Task details ▸
Repeat each record below exactly as given.

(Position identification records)

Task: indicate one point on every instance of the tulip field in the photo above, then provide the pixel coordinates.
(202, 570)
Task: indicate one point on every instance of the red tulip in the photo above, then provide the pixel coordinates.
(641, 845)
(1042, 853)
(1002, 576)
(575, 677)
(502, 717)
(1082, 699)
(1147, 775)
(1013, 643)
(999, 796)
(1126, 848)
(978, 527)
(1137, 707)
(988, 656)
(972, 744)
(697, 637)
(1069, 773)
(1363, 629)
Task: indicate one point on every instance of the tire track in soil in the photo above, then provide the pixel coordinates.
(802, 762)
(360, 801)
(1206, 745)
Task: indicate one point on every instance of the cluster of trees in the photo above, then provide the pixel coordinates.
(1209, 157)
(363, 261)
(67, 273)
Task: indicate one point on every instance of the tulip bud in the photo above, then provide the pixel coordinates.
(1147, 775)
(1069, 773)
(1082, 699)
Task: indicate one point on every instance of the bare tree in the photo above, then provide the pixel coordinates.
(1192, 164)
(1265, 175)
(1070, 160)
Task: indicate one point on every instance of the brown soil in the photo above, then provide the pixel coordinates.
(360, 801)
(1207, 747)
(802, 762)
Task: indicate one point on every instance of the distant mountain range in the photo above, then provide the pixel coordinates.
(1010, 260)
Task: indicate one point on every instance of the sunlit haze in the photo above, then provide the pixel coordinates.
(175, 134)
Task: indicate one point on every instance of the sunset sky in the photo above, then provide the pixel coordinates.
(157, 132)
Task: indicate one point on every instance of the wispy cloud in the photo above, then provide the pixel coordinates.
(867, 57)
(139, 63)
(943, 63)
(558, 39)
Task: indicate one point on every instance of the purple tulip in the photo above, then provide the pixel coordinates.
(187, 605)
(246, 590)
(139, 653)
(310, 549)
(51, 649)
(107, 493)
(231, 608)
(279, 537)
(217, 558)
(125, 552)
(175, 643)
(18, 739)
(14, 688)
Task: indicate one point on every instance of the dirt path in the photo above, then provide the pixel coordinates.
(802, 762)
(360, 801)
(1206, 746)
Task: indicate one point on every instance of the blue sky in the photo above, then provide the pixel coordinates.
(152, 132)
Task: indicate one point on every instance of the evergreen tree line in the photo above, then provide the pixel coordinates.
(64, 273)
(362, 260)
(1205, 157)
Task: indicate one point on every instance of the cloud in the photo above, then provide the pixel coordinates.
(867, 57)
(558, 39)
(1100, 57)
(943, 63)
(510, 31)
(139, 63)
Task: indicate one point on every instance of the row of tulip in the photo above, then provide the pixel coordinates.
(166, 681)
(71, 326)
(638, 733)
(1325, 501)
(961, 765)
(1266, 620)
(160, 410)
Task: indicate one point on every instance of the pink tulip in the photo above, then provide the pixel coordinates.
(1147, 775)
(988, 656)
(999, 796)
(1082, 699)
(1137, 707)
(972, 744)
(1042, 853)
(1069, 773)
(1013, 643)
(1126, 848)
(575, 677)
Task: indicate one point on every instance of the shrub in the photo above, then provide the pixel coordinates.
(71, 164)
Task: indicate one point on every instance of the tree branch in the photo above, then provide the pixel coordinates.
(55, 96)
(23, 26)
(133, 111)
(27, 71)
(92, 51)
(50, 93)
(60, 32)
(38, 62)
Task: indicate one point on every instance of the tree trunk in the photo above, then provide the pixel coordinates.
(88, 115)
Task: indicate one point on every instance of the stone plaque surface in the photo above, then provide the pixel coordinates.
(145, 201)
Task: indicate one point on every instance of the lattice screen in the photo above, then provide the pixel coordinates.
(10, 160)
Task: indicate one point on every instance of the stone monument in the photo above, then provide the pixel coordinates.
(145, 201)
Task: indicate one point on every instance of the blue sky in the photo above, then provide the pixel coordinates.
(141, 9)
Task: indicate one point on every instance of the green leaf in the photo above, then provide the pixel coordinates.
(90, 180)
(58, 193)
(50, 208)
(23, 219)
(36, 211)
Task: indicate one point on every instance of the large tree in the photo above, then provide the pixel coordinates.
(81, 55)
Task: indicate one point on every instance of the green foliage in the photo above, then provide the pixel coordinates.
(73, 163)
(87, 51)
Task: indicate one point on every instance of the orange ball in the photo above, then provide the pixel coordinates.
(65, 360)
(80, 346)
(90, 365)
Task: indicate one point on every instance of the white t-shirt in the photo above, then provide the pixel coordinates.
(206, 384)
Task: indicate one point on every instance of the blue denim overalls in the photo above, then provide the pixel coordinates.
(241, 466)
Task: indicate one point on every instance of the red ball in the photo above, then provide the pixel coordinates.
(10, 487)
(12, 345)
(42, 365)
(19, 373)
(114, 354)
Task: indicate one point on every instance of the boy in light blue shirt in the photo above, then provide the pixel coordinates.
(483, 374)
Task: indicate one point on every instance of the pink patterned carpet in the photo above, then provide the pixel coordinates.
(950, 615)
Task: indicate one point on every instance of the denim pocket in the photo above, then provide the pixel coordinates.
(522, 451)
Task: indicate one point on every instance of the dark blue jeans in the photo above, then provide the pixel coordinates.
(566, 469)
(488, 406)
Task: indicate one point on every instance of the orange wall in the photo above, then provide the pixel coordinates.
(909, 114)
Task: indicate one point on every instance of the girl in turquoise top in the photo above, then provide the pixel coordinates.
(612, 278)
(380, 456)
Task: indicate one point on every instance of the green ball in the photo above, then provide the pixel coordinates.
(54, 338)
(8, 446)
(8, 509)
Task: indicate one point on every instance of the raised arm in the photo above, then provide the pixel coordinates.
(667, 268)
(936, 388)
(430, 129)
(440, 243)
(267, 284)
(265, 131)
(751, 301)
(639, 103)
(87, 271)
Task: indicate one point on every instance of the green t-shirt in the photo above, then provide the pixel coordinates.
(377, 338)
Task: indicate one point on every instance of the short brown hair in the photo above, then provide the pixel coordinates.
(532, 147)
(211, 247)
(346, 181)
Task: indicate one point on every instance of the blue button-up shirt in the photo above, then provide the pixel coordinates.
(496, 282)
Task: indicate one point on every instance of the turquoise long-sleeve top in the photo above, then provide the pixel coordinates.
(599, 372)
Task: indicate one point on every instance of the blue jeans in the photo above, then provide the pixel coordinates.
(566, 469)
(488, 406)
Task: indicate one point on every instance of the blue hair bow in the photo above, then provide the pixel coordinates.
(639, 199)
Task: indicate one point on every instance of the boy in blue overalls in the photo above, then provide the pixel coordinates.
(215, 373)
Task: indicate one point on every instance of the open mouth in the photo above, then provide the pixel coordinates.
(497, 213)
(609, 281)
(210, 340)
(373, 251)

Result ▸
Task: indicate one point on every instance of the tulip field in the photo above, then provide the pixel coordinates.
(202, 570)
Task: indicate one point on every instance of the red tulip in the photo above, then provide the pixel coordinates.
(641, 845)
(1042, 853)
(1002, 576)
(575, 677)
(502, 717)
(1082, 699)
(1147, 775)
(1013, 643)
(999, 796)
(1126, 848)
(978, 527)
(1137, 707)
(988, 656)
(972, 744)
(697, 637)
(1069, 773)
(1363, 629)
Task: indicate one point on every instance of the tire track in soil in the photo above, then provide the pixel coordinates.
(802, 762)
(360, 801)
(1206, 745)
Task: indicate one point on every instance of the cluster of trees in the photo above, then provide the pixel coordinates.
(1209, 157)
(363, 261)
(67, 273)
Task: indicate one point on every instance of the tulip bud in the photo above, then provide the pixel coordinates.
(1147, 775)
(1069, 773)
(1082, 699)
Task: indicate one point on every instance of the bare tree in the photo above, then provide the pixel coordinates.
(1192, 164)
(1265, 175)
(1070, 160)
Task: indicate one point on every instance of the brown soil in the photo above, then provide the pixel coordinates.
(360, 801)
(1207, 747)
(802, 762)
Task: indicate one point on every instance of the distant mountain range in the photo above, then provide the pixel coordinates.
(1010, 260)
Task: indicate one point on every instance of the sunlit haze in the photo above, then provide the pixel coordinates.
(175, 134)
Task: indicate one point on every instance of the sunset sky in the photo above, then provide the pixel coordinates.
(157, 132)
Task: indicate one point on every instance of the wispy cloud in the photo above, then provide the pixel coordinates.
(867, 57)
(139, 63)
(943, 63)
(558, 39)
Task: indicate one point on every instance of the purple tulip in the photo above, then provide the pixel coordinates.
(187, 605)
(246, 590)
(139, 653)
(310, 549)
(51, 649)
(107, 493)
(231, 608)
(279, 537)
(217, 558)
(125, 552)
(175, 643)
(18, 739)
(14, 688)
Task: indicate one point on every instance of the dirt path in the photo above, then provide the pixel coordinates.
(802, 762)
(360, 801)
(1206, 746)
Task: indicate one point on every instance of the blue sky in the photo above, then provide the pixel coordinates.
(152, 132)
Task: indicate one point on every instance of the evergreen tree line in the photo above, then provide the pixel coordinates.
(64, 273)
(362, 260)
(1205, 157)
Task: indicate one point on every instance of the cloud in the photo above, then provide the pixel coordinates.
(867, 57)
(558, 39)
(1100, 57)
(943, 63)
(510, 31)
(139, 63)
Task: indicate one point on every instance of the row of tulip in the photo above, then provide the pixel coordinates.
(166, 681)
(71, 326)
(638, 733)
(1325, 501)
(961, 765)
(1266, 620)
(160, 410)
Task: indicate one point on every instance of the pink tulip in the photo above, then provide the pixel coordinates.
(1147, 775)
(988, 656)
(999, 796)
(1082, 699)
(1137, 707)
(972, 744)
(1042, 853)
(1069, 773)
(1013, 643)
(1126, 848)
(575, 677)
Task: indicate one point on every instance of the shrub in the photo above, then provide the pixel coordinates.
(71, 164)
Task: indicate one point on every instance of the tree branch in the photo above, then provide the pixel coordinates.
(55, 96)
(23, 26)
(133, 111)
(27, 71)
(92, 51)
(50, 93)
(60, 32)
(38, 62)
Task: indicate one point on every instance of the tree trunk in the photo above, then provide the pixel coordinates.
(88, 115)
Task: indicate one point on every instance of the stone plaque surface in the photo above, then provide the pixel coordinates.
(145, 201)
Task: indicate one point on every instance of the lattice screen in the photo above, then provide the pixel coordinates.
(10, 160)
Task: indicate one point on every instance of the stone monument in the photo above, then provide the pixel coordinates.
(145, 201)
Task: indicate one point on every instance of the blue sky in the photo above, then provide the pixel coordinates.
(141, 9)
Task: indicate one point on every instance of the green leaf in the photo above, then provide the pixel coordinates.
(90, 180)
(58, 193)
(50, 208)
(23, 219)
(36, 211)
Task: indicate one point on every instance of the large tree in the photo above, then provide the pixel coordinates.
(81, 55)
Task: indicate one point on every instance of the green foliage in the photo above, then provide the pixel coordinates.
(73, 163)
(87, 51)
Task: indicate one point on every instance of the orange ball in the photo above, then provide the pixel coordinates.
(65, 360)
(80, 346)
(90, 365)
Task: indicate one point on every instance of the white t-shirt in the photo above, then provide the pixel coordinates.
(206, 384)
Task: indicate one point on every instance of the blue denim overalls in the photo above, then provide the pixel coordinates.
(241, 466)
Task: indicate one point on every instance of the red ball in the photo above, then provide the pixel coordinates.
(10, 487)
(12, 345)
(42, 365)
(19, 373)
(114, 354)
Task: indicate one point on every instance of the boy in light blue shirt in the photo above, then provide the pixel coordinates.
(483, 374)
Task: indicate one point on every instance of the pink patterned carpet in the photo above, then provide the pixel coordinates.
(950, 615)
Task: indicate one point on every instance of the denim pocket in the photo above, then provide the pixel coordinates.
(522, 451)
Task: indicate one point on every instance of the dark blue jeans in the photo above, then provide the pixel coordinates.
(566, 469)
(488, 406)
Task: indicate one point on every instance of the orange wall in the photo above, then provide the pixel coordinates.
(909, 114)
Task: indicate one point on every instance of the girl in turquoise top in the photo above, then provide the pixel coordinates.
(612, 278)
(380, 456)
Task: indicate one point on every instance of the green ball in the photo above, then provide the pixel coordinates.
(54, 338)
(8, 446)
(8, 509)
Task: indicate one point on every instance of the raised arm in the photo above, then provide the pixel coordinates.
(667, 268)
(936, 388)
(430, 129)
(440, 243)
(267, 284)
(265, 131)
(751, 301)
(639, 103)
(87, 271)
Task: indicate one point on every instance of the green t-shirt in the photo above, then provide the pixel coordinates.
(377, 338)
Task: indicate one point on every instance of the short brown hair in the photo above, then provide the pixel coordinates.
(532, 147)
(211, 247)
(346, 181)
Task: indicate one point on every instance of the blue button-up shirt in the photo above, then provide the pixel coordinates.
(496, 282)
Task: indicate one point on every instance of the turquoise long-sleeve top in the photo above, then provide the pixel coordinates.
(599, 372)
Task: indicate one point on every instance of the blue jeans in the photo above, then provide the pixel coordinates.
(566, 469)
(488, 406)
Task: indicate one point on every instance of the blue hair bow in the photo above, then provide the pixel coordinates.
(639, 199)
Task: indicate one point on every instance of the boy in blue overalls in the photo above, then provide the pixel coordinates.
(215, 373)
Task: indicate one point on every instance of the open mouth in the photo above, then provide the pixel coordinates.
(497, 213)
(609, 281)
(210, 340)
(373, 251)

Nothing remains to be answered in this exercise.